§ **What to work on**
Copy out the records below, substituting "Points" for every occurrence of "Pins" and leaving all other text unchanged.

---------------

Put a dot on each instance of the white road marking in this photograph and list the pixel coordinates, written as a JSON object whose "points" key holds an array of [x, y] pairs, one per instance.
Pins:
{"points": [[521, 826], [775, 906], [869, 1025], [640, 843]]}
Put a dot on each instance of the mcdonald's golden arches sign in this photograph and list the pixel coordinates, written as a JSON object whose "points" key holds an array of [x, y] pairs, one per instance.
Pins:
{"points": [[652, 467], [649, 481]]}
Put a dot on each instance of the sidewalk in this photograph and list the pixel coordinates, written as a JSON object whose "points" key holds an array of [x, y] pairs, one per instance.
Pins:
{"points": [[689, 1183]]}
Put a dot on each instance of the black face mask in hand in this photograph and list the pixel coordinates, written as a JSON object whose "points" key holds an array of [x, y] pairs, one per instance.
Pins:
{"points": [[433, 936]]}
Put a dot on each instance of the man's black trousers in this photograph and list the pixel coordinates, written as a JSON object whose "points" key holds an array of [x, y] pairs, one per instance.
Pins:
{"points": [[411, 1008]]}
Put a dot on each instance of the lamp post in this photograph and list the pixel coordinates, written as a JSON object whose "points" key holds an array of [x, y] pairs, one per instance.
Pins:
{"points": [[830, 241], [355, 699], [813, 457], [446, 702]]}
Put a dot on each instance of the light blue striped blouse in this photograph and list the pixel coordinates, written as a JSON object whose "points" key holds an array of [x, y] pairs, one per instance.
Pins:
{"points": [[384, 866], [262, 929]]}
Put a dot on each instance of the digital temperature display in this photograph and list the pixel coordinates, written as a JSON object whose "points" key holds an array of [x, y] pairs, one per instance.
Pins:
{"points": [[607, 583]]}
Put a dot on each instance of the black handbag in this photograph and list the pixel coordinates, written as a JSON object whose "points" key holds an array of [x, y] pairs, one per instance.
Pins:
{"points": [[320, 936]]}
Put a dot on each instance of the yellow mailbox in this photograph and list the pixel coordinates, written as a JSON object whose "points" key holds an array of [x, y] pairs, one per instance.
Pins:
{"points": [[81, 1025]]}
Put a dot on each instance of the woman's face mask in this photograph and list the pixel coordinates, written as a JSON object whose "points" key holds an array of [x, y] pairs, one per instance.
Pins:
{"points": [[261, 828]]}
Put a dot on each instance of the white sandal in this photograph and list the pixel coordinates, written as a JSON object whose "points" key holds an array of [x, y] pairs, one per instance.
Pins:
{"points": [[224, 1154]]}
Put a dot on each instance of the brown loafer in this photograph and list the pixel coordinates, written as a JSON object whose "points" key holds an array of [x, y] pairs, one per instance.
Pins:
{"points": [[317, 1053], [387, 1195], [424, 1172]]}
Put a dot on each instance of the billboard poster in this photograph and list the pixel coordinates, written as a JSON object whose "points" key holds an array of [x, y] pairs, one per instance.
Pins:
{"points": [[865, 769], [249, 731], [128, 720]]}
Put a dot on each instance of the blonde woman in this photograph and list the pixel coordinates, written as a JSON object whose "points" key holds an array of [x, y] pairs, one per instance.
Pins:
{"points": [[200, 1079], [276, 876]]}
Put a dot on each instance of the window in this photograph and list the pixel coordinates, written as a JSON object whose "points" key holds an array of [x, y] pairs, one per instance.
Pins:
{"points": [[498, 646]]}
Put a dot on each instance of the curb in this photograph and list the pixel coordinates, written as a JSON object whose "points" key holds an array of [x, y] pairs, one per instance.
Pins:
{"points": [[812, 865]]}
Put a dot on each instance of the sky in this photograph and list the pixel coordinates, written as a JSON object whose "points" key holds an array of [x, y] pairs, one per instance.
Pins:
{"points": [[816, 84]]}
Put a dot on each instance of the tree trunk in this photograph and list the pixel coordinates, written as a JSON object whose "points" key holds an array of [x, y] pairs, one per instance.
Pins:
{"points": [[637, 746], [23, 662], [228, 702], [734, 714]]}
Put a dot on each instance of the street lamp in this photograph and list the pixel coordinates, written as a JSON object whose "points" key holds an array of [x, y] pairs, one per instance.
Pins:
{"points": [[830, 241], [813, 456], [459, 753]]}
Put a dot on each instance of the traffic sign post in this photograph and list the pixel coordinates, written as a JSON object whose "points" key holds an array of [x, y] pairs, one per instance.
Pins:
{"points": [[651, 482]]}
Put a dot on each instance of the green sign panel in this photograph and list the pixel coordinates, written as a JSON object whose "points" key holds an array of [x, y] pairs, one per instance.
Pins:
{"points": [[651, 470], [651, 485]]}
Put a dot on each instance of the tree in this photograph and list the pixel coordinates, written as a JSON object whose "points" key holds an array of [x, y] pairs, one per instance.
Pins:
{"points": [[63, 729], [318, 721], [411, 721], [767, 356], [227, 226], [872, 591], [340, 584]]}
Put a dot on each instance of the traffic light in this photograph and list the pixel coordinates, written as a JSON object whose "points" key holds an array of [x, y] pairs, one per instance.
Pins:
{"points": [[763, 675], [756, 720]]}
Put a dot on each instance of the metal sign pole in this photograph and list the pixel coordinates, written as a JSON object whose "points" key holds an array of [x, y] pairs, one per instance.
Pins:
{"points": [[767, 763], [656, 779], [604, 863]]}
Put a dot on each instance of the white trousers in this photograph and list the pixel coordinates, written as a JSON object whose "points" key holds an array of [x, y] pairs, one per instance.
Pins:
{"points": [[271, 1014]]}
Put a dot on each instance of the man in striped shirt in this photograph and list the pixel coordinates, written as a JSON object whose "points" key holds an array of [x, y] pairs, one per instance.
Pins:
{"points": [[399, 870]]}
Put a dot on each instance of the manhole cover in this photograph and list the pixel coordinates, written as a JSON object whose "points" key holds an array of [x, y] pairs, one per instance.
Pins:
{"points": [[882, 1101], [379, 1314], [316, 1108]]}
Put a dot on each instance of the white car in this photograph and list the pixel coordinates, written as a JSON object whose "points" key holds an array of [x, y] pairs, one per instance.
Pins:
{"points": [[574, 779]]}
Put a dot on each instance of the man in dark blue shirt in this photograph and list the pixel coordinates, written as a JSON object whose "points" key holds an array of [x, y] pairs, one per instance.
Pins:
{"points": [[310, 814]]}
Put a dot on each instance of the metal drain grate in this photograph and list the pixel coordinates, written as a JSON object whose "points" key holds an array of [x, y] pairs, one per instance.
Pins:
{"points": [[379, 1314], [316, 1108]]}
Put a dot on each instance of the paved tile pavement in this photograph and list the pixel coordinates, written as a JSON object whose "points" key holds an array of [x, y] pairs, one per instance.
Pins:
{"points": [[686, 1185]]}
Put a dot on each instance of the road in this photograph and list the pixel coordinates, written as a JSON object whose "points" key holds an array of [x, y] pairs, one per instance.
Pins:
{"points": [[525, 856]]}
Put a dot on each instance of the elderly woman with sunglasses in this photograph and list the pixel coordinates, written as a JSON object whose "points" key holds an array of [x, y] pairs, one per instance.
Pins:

---------------

§ **Exercise output**
Put a dot on each instance of the white road marking in this photograph and list the pixel coordinates, written as a JSON object whose "points" key holds an array of [x, y] pairs, one per instance.
Points:
{"points": [[521, 826], [775, 906], [869, 1025], [640, 843]]}
Put a dot on each instance of the mcdonald's golden arches sign in this photograph and list the pixel coordinates, written as a JSON object whose "points" key holds an array of [x, y] pairs, one per instance.
Points:
{"points": [[652, 467], [649, 481]]}
Put a dot on each instance of the sidewalk in this photograph and list the pixel coordinates, written as a JSON object whose "points" key holds an array of [x, y] pairs, one per instance.
Points:
{"points": [[689, 1183]]}
Put a dot on each instance of the black face mask in hand in this photograph and list the pixel coordinates, written as a JSON object whose "points" key holds an array of [x, y] pairs, one per instance.
Points:
{"points": [[433, 936]]}
Put a dot on each instance of the man's black trousers in this photograph and list the pixel coordinates, written as a JSON object whose "points" key holds an array of [x, y] pairs, one per instance.
Points:
{"points": [[411, 1008]]}
Put a dot on each instance of the lamp post in this photograph and list the pixel coordinates, written as a JSON object whose "points" key holds an array of [x, y] pairs, one per instance.
Points:
{"points": [[830, 241], [355, 699], [813, 457], [446, 702]]}
Put a dot on each instance of the light blue striped blouse in this photograph and list the pixel coordinates, written as a JSON object whose "points" key holds an array of [x, y] pairs, one per instance.
Points:
{"points": [[384, 866], [262, 929]]}
Put a dot on each instance of the digital temperature display in this photograph and list the pixel coordinates, written as a JSON object whose "points" key holds an array of [x, y] pairs, one per instance.
Points:
{"points": [[607, 583]]}
Put a dot on each instance of the black handbag in this photograph and list the pixel coordinates, written as a JSON object whose "points" key holds an array of [x, y] pairs, one per instance.
Points:
{"points": [[320, 936]]}
Put a dot on each instance of the yellow mailbox in this photograph and list the pixel coordinates, written as a JSON object whose "points" key holds an array of [x, y] pairs, one per instance.
Points:
{"points": [[81, 1025]]}
Put a dot on each instance of the woman's face mask in this photograph and list the pixel coordinates, written as a JSON object whose "points" key holds an array of [x, y] pairs, one per instance.
Points:
{"points": [[261, 828]]}
Put a dot on each instance of the white sandal in this photograph and list the pixel coordinates, written as a JSON object whose "points" key holds an array of [x, y] pairs, one per instance.
Points:
{"points": [[224, 1154]]}
Put a dot on each instance of the brown loafer in this photograph and list the pixel coordinates, written as a JSON object whose "points" key holds an array of [x, y] pairs, one per instance.
Points:
{"points": [[317, 1053], [387, 1195], [424, 1172]]}
Put a dot on each instance of the billboard poster in this photograph and list the pixel coordinates, written as a JSON object whose "points" key holds an array of [x, y] pairs, one per instance.
Points:
{"points": [[865, 769], [249, 731], [128, 720]]}
Put a dot on each instance of the blonde woman in this photograph and list the pixel coordinates, written as a JSON object whose "points" key holds an array of [x, y] pairs, one per instance.
Points:
{"points": [[200, 1079], [276, 876]]}
Put a dot on each instance of the window in this photograph and list the pixel coordinates, written as a JSON object whose "points" key holds an array of [x, y] pairs, one per instance.
Points:
{"points": [[498, 646]]}
Put a dot on each instance of the curb in this photograph and list the pixel coordinates, written as a JSON object whose "points" key holds an array of [x, y] pairs, one per instance.
Points:
{"points": [[812, 865]]}
Put a dot on each instance of the sky in this photograph and list the pixel coordinates, written as a JSON object whose "points" key holds an array of [x, y] pairs, one per instance.
Points:
{"points": [[816, 84]]}
Put a dot on each instance of the tree trunk in this photograph and list the pixel coordinates, written as a JSON object whose "points" key holds an array of [x, y] pairs, one per instance.
Points:
{"points": [[637, 746], [23, 662], [228, 702], [734, 714]]}
Put a dot on each instance of the street lamp in this photograph and list the pixel coordinates, written as a JSON object whose "points" key holds an array of [x, y] pairs, one per instance.
Points:
{"points": [[830, 241], [813, 456], [459, 753]]}
Put a dot on each instance of the traffic sign post in this photograph and list the pixel coordinates, written as a JSON object whose "points" key holds an array of [x, y] pairs, one per instance.
Points:
{"points": [[651, 482]]}
Put a dot on each instance of the green sign panel in this photograph and list the pixel coordinates, written as a JSON object whose "points" key holds an array of [x, y] pairs, one per instance.
Points:
{"points": [[651, 470], [651, 485]]}
Put a dot on each instance of the tree in this photograph and list the pixel coordinates, written as a JSON object whose "points" key holds an array of [x, y] pairs, one per instance.
Points:
{"points": [[63, 729], [318, 721], [411, 721], [767, 356], [227, 226], [872, 591], [340, 584]]}
Put a dot on each instance of the traffic light in this photograph and list the pixel coordinates, written as a JSON object whose "points" key holds an array of [x, y] pairs, one per instance.
Points:
{"points": [[763, 675], [756, 720]]}
Put a dot on each instance of the metal sign pole in this photograph and list the pixel coordinates, written as a JSON object whose "points" key holds an array of [x, y] pairs, one per instance.
Points:
{"points": [[767, 763], [656, 779], [604, 863]]}
Put a dot on each instance of the white trousers in this photograph and list the pixel coordinates, written as a JSON object whose "points" key holds an array of [x, y] pairs, one per instance.
Points:
{"points": [[271, 1014]]}
Put a dot on each instance of the man in striped shirt in this photograph and list the pixel coordinates, written as a JSON object whose "points" key holds an array of [x, y] pairs, one per instance.
Points:
{"points": [[399, 870]]}
Put a dot on each instance of the manhole cover in this photograph and list the pixel coordinates, written as a JSON object whose "points" key holds an array of [x, y] pairs, one per instance.
Points:
{"points": [[882, 1101], [379, 1314], [316, 1108]]}
Put a dot on each instance of the white car in this photograph and list the pixel coordinates, written as a JSON object whose "points" key holds an array of [x, y] pairs, one per instance.
Points:
{"points": [[574, 779]]}
Put a dot on each instance of the man in dark blue shirt in this photograph and list the pixel coordinates, written as a JSON object whose "points" key holds an array of [x, y] pairs, one per instance.
Points:
{"points": [[310, 814]]}
Put a dot on each instance of the metal drain grate in this photograph and list the pixel coordinates, written as a JSON object whose "points" key holds an array of [x, y] pairs, one per instance.
Points:
{"points": [[379, 1314], [316, 1108]]}
Put a dot on each instance of the paved tile pavement in this photograph and list the pixel coordinates, written as a JSON object whose "points" key holds an array of [x, y] pairs, one per instance.
Points:
{"points": [[686, 1185]]}
Put a dot on each instance of the road in this photograph and list the pixel coordinates, written as a JSON object whose "points" key holds an array of [x, y] pairs, one per instance.
Points:
{"points": [[525, 856]]}
Put a dot on each instance of the elderly woman with sunglasses in this photograph and list the pixel coordinates, written as a JSON object whose "points" key holds an array of [x, y] pairs, one per instance.
Points:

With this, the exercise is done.